Problem statement:
Reproduce the material below verbatim, beginning at the line that contains "A point falls on each instance of the shadow" and stopping after the line that contains "A point falls on each instance of the blue".

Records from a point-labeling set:

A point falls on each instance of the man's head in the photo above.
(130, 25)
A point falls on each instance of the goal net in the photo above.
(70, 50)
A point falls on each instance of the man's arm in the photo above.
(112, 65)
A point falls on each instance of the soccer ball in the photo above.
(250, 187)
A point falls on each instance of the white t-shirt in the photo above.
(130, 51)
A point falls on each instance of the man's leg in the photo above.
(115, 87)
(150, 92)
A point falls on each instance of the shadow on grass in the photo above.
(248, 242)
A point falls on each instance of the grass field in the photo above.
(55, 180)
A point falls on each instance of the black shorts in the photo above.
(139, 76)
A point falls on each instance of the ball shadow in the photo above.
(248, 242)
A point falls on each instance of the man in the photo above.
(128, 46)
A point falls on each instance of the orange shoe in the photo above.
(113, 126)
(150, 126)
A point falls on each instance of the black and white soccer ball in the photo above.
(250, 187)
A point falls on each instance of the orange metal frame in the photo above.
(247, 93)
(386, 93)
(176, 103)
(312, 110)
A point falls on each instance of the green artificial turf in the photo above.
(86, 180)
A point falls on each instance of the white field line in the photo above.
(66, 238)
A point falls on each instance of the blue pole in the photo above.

--

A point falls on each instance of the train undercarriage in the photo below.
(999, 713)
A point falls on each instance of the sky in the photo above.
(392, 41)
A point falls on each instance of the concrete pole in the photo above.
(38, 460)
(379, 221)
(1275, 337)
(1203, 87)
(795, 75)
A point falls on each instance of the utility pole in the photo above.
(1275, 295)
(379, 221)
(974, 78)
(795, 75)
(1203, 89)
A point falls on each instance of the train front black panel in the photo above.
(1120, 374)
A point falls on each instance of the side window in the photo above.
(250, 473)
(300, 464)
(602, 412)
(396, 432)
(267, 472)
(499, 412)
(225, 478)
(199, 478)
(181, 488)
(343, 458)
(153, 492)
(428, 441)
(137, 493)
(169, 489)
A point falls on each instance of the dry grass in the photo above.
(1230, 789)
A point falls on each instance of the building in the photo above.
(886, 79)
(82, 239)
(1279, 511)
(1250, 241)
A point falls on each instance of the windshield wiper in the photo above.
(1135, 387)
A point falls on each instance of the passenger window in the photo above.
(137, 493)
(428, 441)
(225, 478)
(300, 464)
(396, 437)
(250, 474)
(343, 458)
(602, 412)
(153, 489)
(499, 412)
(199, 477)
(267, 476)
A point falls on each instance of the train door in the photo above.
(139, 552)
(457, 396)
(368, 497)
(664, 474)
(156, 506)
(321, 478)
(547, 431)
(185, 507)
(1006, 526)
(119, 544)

Answer below:
A point falls on each instance of the shadow on grass in the photo above.
(248, 242)
A point falls on each instance of the grass field in the photo above.
(55, 180)
A point falls on each instance of the black shorts in the photo above.
(139, 76)
A point falls on each instance of the ball shadow in the photo above.
(248, 242)
A point falls on each instance of the man in the photo above.
(128, 46)
A point falls on each instance of the orange shoe in the photo above.
(113, 126)
(150, 126)
A point falls on each instance of the black and white soccer ball in the photo above.
(250, 187)
A point falls on each instance of the orange metal frame in the photo above.
(247, 93)
(386, 93)
(176, 103)
(312, 110)
A point falls on each instance of the green artificial turf in the photo above.
(86, 180)
A point falls on each instance of the white field line in the photo above.
(66, 238)
A point falls on each instance of the blue pole in the photo above.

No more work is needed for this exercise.